─── Extrait fourni

Il ressort clairement de ce témoignage que cet ami étranger-à-l’étranger n’est rien de moins qu’un ambassadeur de la France. D’ailleurs, outre la Marseillaise, il connait par coeur tout Charles Aznavour, Adamo, Jo Dassin et Michel Fugain.

Or, voilà que cet automne, pour la semaine prochaine précisément, mon ami envisage d’envahir la France. La motivation de son séjour est la suivante : assister à un colloque universitaire, à moins que ce ne soit venir jusque dans nos bras égorger nos fils nos compagnes, je ne sais plus laquelle des deux, je confonds toujours.

Accueillir son frère à son domicile devrait être la chose la plus naturelle, la plus spontanée du monde, un coup de fil et hop l’affaire est planifiée, embrassons-nous. Pas du tout. Rien n’est encore fait, il manque toujours une signature et mon ami est sur le point d’annuler son voyage (et de perdre son billet d’avion, déjà acheté). Les démarches depuis un mois se sont révélées compliquées, puis très compliquées, puis extraordinairement compliquées. Pour lui, qui a dû se rendre trois fois au consulat français de Malaisie (comme il n’habite pas à côté, c’est deux jours de voyage à chaque fois), puis pour moi, ici. J’ai passé une journée à faire la queue à la Mairie, à réunir des documents, et à remplir des formulaires. Le plus retors s’intitule « Attestation d’accueil » .

Je commence par me rendre dans la Mairie où je travaille, puisque je passe mes journées ouvrables dans cette commune. Non seulement le maire local ne peut pas signer pour moi ce formulaire, mais la Mairie elle-même refuse de me le délivrer, il faut que ce soit impérativement la mairie de la commune d’habitation. En revanche, on a bien voulu me donner, « pour me faire gagner du temps », la liste des pièces que je dois joindre :
– carte nationale d’identité ou passeport ;
– acte notarié ou une attestation notariée justifiant l’achat de mon domicile et mentionnant le nombre de pièces ;
– une quittance de téléphone ou de gaz-électricité de moins de tois mois ou la taxe d’habitation ;
– avis d’imposition ou de non-imposition ;
– fiche de salaires des trois derniers mois (ainsi que du conjoint) ;
– un timbre fiscal de 30 euros, non remboursable quel que soit la décision administrative.
Seuls les dossiers complets de toutes ces pièces sont acceptées. Ensuite, la demande est traitée comme pour une demande de passeport, on peut venir récupérer le dossier signé par le maire sous quinzaine. Puis il faut l’adresser au consulat qui avisera.

──────

■ Détails de l'exercice: Recopiez l'extrait de « Or, voilà que » à « je confonds toujours. ». Le matériel qui suit n'a aucun lien avec l'extrait.

─── Extraits de données

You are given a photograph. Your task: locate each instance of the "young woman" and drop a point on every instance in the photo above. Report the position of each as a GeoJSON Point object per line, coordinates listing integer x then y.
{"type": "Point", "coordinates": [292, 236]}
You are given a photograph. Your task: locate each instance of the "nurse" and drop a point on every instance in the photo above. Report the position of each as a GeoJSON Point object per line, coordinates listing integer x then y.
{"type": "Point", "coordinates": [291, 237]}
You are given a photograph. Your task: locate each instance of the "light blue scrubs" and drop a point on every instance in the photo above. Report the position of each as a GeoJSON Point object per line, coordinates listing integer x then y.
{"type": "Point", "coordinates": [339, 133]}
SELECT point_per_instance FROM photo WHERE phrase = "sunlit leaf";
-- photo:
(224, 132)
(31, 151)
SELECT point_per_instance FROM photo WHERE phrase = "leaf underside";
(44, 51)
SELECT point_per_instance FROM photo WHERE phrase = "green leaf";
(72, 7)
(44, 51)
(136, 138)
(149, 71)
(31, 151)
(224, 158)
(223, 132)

──────
─── Extraits de données

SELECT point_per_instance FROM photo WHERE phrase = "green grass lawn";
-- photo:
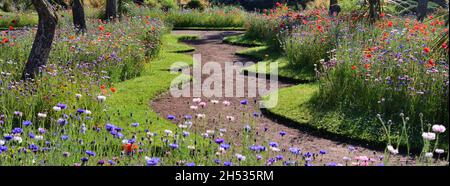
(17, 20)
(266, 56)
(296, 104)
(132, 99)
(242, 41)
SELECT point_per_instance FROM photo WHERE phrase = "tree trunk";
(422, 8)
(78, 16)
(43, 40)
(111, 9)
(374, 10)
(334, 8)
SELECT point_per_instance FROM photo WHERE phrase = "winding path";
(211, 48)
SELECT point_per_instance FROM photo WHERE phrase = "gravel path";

──────

■ Résultat de l'exercice:
Or, voilà que cet automne, pour la semaine prochaine précisément, mon ami envisage d’envahir la France. La motivation de son séjour est la suivante : assister à un colloque universitaire, à moins que ce ne soit venir jusque dans nos bras égorger nos fils nos compagnes, je ne sais plus laquelle des deux, je confonds toujours.